▶ **Task**:
The records that follow are to be repeated without alteration.

▶ **Task material**:
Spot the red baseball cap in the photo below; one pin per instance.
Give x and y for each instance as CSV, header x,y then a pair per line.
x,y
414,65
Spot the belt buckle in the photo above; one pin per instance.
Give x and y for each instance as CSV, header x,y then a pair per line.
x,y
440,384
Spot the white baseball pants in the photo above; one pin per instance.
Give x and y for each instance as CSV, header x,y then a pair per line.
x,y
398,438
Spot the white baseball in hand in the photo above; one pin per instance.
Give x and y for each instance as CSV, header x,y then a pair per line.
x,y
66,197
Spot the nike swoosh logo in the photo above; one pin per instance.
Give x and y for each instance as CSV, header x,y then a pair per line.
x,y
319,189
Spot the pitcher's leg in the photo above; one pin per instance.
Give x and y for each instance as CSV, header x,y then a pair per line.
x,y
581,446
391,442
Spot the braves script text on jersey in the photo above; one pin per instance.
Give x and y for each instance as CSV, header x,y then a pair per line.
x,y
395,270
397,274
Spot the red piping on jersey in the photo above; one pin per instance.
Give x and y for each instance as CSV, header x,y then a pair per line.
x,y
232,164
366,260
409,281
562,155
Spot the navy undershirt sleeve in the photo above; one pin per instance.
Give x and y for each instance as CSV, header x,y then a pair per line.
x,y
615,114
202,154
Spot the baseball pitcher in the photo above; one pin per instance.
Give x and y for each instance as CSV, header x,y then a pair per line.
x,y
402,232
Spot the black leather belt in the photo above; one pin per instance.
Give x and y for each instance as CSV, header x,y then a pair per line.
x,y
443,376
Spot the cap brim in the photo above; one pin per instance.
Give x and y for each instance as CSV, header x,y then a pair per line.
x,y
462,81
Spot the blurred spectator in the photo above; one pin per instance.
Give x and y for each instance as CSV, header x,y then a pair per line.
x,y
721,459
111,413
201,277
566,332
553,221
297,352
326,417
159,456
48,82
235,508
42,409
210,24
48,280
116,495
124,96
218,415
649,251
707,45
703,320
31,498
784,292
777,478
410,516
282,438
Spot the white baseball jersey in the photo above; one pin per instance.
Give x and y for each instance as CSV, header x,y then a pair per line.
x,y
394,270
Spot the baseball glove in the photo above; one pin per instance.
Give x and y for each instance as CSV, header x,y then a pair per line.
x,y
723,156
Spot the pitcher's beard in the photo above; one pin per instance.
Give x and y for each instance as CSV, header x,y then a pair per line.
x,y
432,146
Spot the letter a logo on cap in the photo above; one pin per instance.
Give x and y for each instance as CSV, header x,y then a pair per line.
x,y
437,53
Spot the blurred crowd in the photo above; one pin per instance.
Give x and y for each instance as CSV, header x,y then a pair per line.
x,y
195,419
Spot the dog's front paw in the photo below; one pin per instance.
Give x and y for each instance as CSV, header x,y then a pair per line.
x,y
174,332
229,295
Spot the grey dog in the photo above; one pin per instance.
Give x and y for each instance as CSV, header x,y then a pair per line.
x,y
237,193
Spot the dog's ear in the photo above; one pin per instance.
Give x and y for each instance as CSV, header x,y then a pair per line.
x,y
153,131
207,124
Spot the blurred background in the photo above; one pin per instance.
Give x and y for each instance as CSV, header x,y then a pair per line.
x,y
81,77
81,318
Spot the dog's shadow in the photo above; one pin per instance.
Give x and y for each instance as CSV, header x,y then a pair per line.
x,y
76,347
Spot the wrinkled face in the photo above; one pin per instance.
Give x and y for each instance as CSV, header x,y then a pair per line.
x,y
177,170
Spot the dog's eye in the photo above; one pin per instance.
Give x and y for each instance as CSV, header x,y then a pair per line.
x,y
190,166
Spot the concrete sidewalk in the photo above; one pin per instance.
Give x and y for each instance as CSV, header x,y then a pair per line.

▶ **Solution for this exercise**:
Spot the red baseball cap in the photo below; one pin per instance.
Give x and y for each instance as CSV, header x,y then a pair per line.
x,y
414,65
Spot the belt buckle in the photo above; one pin per instance.
Give x and y for each instance as CSV, header x,y then a pair per line.
x,y
440,384
Spot the white baseball pants in the photo above; one pin per instance.
Give x and y for each instance as CSV, header x,y then a pair per line.
x,y
398,438
Spot the white baseball in hand in the photo above; one pin per instance.
Give x and y for each instance as CSV, header x,y then a pair per line.
x,y
66,197
Spot the nike swoosh logo in the photo above; one pin per instance.
Give x and y for each instance as CSV, header x,y then a pair per line.
x,y
319,189
Spot the pitcher's leg in the photo above; one pin per instance.
Give x and y for each instance as CSV, header x,y then a pair per line.
x,y
581,446
391,442
Spot the braves script text on jersey in the photo above; one pin per instance.
Give x and y for each instance as CSV, header x,y then a pair per line.
x,y
395,270
397,274
Spot the red piping on jersey in the photo above; one pin per instance.
Give x and y for each instance as CSV, header x,y then a pair per line.
x,y
232,164
366,260
409,281
562,155
Spot the navy undershirt sleeve in the photo above; one pin per instance.
Give x and y for each instance as CSV, header x,y then a pair per line.
x,y
615,114
202,154
Spot the baseball pitcher in the photo above; one pin per instance.
Give x and y for each instance as CSV, header x,y then a pair per line.
x,y
402,232
Spot the black leather belt in the photo above; one pin per instance.
Give x and y for each instance as CSV, header x,y then a pair per line.
x,y
443,376
Spot the cap brim in the photo above; one pin per instance.
Give x and y for each instance as CSV, header x,y then a pair per line.
x,y
462,81
Spot the blurred spectator in the photo above; one pin per instance.
Give x and y for each instance as CSV, header x,y then a pair per line.
x,y
721,459
111,413
201,277
566,332
553,221
297,352
326,417
159,456
48,82
235,508
42,409
210,24
48,280
116,495
124,96
218,415
649,251
707,45
703,320
31,498
784,292
777,478
410,516
282,438
Spot the white baseball jersey in the photo above; one pin per instance.
Give x and y for each instance as CSV, header x,y then a pair per line.
x,y
394,270
Spot the baseball glove in the photo above; one pin per instance.
Give x and y for each instance as CSV, header x,y then a pair per line.
x,y
723,156
Spot the pitcher's beard in the photo above; one pin per instance.
Give x and y for each instance as CSV, header x,y then a pair per line.
x,y
432,146
Spot the letter a logo on cap in the photo above; one pin per instance.
Give x and y for each instance as CSV, header x,y then a pair per line.
x,y
437,53
Spot the blurred crowd in the photo above; one pin per instance.
Give x and y for each instance as CSV, header x,y then a pair per line.
x,y
195,419
Spot the dog's front paw in the photo below; one pin per instance.
Give x and y for each instance as CSV, header x,y then a pair per line.
x,y
174,332
229,295
Spot the grey dog in the photo above; one pin per instance.
Give x and y for each instance as CSV, header x,y then a pair per line.
x,y
237,193
Spot the dog's ear in the photo above; one pin per instance.
Give x and y for each instance as CSV, header x,y then a pair per line.
x,y
153,131
207,124
Spot the blurred background in the photo above; one pin per instance.
Give x and y for each instance as CSV, header x,y then a pair per line.
x,y
81,77
81,318
Spot the dog's shadow in the photo above; one pin per instance.
Give x and y for each instance as CSV, header x,y then a pair per line.
x,y
76,347
Spot the wrinkled face in the photo above; one pin per instance.
Give x and y for each instance as CSV, header x,y then a pair per line.
x,y
177,170
Spot the dog's eye in the photo above; one pin per instance.
Give x and y for each instance as CSV, header x,y then a pair per line.
x,y
190,166
Spot the concrete sidewalk in the photo above; one pin per instance.
Give x and y for each instance as CSV, header x,y then a pair per line.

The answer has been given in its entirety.